-- start TASK MATERIAL --

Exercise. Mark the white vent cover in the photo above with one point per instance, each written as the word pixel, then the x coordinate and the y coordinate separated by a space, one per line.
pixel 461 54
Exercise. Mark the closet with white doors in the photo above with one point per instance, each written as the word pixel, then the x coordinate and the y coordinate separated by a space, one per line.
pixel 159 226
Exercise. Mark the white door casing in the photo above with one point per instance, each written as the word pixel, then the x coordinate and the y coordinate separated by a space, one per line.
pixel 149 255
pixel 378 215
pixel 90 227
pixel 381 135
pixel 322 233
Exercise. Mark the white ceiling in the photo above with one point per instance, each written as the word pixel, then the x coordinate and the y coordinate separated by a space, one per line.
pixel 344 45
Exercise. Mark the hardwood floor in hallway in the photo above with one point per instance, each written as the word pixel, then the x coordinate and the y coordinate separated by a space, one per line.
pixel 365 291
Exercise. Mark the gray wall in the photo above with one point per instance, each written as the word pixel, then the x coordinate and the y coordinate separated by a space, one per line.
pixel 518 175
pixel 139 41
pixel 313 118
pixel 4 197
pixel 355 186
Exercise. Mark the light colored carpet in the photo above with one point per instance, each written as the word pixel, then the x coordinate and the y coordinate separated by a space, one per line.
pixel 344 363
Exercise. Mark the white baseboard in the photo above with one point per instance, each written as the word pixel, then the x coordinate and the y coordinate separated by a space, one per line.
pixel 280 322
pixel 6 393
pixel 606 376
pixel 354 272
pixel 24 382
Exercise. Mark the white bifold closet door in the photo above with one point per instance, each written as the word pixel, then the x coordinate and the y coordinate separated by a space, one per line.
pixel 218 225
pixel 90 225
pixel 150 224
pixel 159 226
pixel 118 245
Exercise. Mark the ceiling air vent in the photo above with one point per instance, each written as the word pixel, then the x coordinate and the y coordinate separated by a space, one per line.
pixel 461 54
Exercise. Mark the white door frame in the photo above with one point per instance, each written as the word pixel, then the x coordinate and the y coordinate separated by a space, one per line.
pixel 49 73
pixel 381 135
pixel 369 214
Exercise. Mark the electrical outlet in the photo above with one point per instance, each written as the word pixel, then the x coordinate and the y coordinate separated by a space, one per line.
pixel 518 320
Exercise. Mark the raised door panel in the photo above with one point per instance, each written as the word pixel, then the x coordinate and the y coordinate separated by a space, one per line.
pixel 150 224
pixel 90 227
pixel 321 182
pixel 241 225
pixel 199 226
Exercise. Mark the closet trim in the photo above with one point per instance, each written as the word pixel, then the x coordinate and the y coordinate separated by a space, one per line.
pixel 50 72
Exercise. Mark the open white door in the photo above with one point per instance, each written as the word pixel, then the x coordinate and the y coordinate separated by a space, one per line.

-- end TASK MATERIAL --

*AIM OF THE EXERCISE*
Copy out every line of the records word for word, from the line containing "Exercise. Mark the closet trim" down through the end of the records.

*TASK SOLUTION*
Exercise. Mark the closet trim in the photo above with one point per instance, each written as the word pixel, then the x coordinate and the y coordinate separated by a space, one per line.
pixel 50 72
Exercise. Mark the open white door in the photo above with one point per instance, each written as the word pixel, then the x coordinate and the y coordinate separated by a space, one per line.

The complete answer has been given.